* _Texte fourni_

——

Mis à jour 14/07/2022 à 12:02 GMT+2

TOUR DE FRANCE 2022 – Ce jeudi, la 12e étape du Tour mène le peloton à l'Alpe d'Huez, le sommet des sommets, où les Français se sont imposés lors de trois des quatre dernières arrivées. Comme, en prime, nous sommes le 14 juillet, les coureurs tricolores ont une double occasion de signer la plus inoubliable des victoires.

Il y a sept ans, Pinot triomphait à l'Alpe d'Huez

Gagner le 14 juillet. Gagner à l'Alpe d'Huez. C'est un double cercle fermé. Un club où la carte de membre est chèrement acquise. Mais une fois que vous en faites partie, vous appartenez dans un cas à la mémoire collective du cyclisme français, dans l'autre à l'histoire du cyclisme tout court. Ici, c'est davantage la nature du plaisir qui diffère, plus que son intensité. La force émotionnelle ou l'accomplissement d'envergure.

——

Une série d'enregistrements

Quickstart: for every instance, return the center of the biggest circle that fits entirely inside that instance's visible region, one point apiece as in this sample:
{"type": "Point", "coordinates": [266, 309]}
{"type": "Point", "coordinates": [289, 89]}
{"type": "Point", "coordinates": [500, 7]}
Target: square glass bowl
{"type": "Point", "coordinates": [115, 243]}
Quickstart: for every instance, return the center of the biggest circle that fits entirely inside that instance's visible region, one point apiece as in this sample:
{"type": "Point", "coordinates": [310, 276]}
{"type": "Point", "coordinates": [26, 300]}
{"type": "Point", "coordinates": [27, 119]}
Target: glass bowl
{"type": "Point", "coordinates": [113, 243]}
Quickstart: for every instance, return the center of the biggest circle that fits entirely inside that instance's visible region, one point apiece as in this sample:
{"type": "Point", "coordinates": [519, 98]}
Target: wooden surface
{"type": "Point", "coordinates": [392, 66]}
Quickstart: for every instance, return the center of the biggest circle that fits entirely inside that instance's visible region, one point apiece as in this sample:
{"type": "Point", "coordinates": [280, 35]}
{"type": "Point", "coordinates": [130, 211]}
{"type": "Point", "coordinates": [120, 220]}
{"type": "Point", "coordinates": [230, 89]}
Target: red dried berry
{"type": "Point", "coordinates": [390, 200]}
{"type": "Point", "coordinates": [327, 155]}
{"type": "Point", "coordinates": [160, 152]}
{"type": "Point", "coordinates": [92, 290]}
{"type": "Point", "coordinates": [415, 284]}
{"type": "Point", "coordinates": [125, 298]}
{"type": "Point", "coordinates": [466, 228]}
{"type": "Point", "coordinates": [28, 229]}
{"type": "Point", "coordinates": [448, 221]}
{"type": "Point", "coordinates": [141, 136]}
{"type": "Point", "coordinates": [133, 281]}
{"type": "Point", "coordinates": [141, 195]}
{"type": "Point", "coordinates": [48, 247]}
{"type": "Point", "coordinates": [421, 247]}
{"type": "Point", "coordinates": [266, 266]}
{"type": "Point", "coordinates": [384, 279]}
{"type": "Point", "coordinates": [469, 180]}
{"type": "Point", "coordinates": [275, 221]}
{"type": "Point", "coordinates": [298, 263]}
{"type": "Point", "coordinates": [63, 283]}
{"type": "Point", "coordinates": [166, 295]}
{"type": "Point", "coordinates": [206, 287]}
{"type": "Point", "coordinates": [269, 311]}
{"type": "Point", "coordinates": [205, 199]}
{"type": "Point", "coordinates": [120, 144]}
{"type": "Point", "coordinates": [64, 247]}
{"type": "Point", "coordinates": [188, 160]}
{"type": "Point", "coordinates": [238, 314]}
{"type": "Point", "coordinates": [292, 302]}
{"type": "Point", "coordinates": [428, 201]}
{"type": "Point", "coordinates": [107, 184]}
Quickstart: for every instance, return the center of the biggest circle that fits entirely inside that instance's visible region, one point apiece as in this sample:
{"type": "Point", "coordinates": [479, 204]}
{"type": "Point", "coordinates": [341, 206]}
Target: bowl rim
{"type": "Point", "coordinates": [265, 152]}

——

* _Exercices à faire_
1/ D'après le texte sur le Tour de France 2022, il y a combien d'années que Pinot a triomphé à l'Alpe d'Huez ?
2/ Repérez chaque ligne des enregistrements où figure la chaîne « Target » et recopiez-la.

* _Les réponses_
1/ Il y a sept ans.

2/
Target: square glass bowl
Target: glass bowl
Target: wooden surface
Target: red dried berry
Target: bowl rim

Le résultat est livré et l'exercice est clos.